(EXERCISE PASSAGE)

Master's thesis implementation under the supervision of prof. Mile Šikić - based on [0].
The assembler uses a sparse representation of input reads in minimizer space - determined by the density parameter. By using a predetermined set of minimizers, the initial input reads are transformed into a compact representation from which a de Bruijn graph is built and simplified. A GFA graph is generated as output, which can be further transformed and analyzed.
Best results are achieved using highly accurate reads with high coverage such as PacBio HiFi.
The assembler supports parallel graph construction and simplification, as well as trio-binning.
Rolling hashes are used for minimizer detection and graph construction which means the
running time is independent of the specified minimizer length l
and graph node length k
.
This allows the use of arbitrary values for these parameters without incurring penalties.

(End EXERCISE PASSAGE)
(LISTED RECORDS)

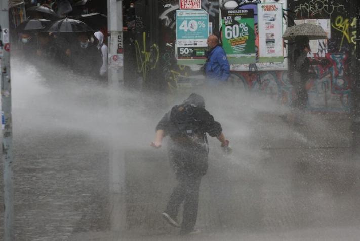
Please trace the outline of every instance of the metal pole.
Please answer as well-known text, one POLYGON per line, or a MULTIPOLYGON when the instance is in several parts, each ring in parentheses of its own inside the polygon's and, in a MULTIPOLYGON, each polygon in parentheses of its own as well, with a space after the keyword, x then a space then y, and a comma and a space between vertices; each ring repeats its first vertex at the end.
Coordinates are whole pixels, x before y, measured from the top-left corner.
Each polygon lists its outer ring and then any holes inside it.
POLYGON ((4 169, 4 241, 15 240, 14 235, 14 191, 13 175, 13 129, 11 117, 10 81, 10 43, 9 28, 9 2, 2 0, 0 11, 1 43, 2 129, 4 169))
POLYGON ((108 0, 108 28, 110 33, 109 84, 112 87, 124 82, 123 1, 108 0))
MULTIPOLYGON (((123 1, 107 0, 108 29, 110 33, 108 70, 109 87, 117 90, 124 81, 124 54, 123 39, 123 1)), ((118 109, 117 96, 111 91, 110 105, 118 109)), ((110 231, 121 234, 125 227, 125 171, 124 151, 119 148, 116 141, 118 135, 114 131, 110 140, 109 166, 110 182, 110 231)))
POLYGON ((356 57, 355 79, 353 89, 352 156, 353 159, 360 156, 360 6, 356 9, 356 57))

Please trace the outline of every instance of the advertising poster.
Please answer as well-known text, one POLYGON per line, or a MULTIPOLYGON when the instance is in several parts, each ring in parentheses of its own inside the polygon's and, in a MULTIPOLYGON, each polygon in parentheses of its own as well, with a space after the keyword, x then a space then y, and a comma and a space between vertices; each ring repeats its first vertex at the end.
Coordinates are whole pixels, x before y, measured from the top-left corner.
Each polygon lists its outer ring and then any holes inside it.
POLYGON ((230 64, 256 61, 253 9, 221 11, 222 39, 230 64))
POLYGON ((176 11, 176 53, 179 64, 203 64, 206 60, 209 15, 205 10, 176 11))
POLYGON ((201 0, 179 0, 180 9, 201 9, 201 0))
POLYGON ((284 61, 283 7, 281 3, 258 4, 259 61, 284 61))

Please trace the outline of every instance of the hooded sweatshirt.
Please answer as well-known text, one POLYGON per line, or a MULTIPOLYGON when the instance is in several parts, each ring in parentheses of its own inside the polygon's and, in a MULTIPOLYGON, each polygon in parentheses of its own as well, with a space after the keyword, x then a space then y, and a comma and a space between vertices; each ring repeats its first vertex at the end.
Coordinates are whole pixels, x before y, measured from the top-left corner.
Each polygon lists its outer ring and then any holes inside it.
POLYGON ((102 56, 102 65, 100 69, 100 75, 102 76, 106 75, 107 73, 107 57, 108 57, 108 48, 104 43, 104 35, 101 32, 96 32, 94 33, 94 35, 99 40, 97 47, 99 51, 101 52, 102 56))

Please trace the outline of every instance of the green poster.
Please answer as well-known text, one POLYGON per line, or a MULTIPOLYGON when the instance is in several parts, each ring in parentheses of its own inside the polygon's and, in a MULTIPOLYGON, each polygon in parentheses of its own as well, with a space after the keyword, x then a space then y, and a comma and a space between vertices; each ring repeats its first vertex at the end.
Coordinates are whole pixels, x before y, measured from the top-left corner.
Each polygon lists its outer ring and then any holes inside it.
POLYGON ((222 40, 229 62, 232 64, 256 61, 253 9, 221 11, 222 40))

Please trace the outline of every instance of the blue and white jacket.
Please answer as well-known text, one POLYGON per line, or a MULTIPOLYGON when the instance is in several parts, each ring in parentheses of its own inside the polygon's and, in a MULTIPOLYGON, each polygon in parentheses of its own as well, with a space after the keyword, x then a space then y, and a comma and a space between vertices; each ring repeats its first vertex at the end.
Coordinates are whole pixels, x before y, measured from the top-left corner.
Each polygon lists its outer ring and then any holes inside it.
POLYGON ((219 84, 227 80, 230 76, 230 64, 221 46, 216 46, 209 53, 205 70, 208 81, 211 83, 219 84))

(End LISTED RECORDS)

◆ TASK GOAL: Reproduce the assembler description word for word, from its first line to its last.

◆ ANSWER TO THIS TASK:
Master's thesis implementation under the supervision of prof. Mile Šikić - based on [0].
The assembler uses a sparse representation of input reads in minimizer space - determined by the density parameter. By using a predetermined set of minimizers, the initial input reads are transformed into a compact representation from which a de Bruijn graph is built and simplified. A GFA graph is generated as output, which can be further transformed and analyzed.
Best results are achieved using highly accurate reads with high coverage such as PacBio HiFi.
The assembler supports parallel graph construction and simplification, as well as trio-binning.
Rolling hashes are used for minimizer detection and graph construction which means the
running time is independent of the specified minimizer length l
and graph node length k
.
This allows the use of arbitrary values for these parameters without incurring penalties.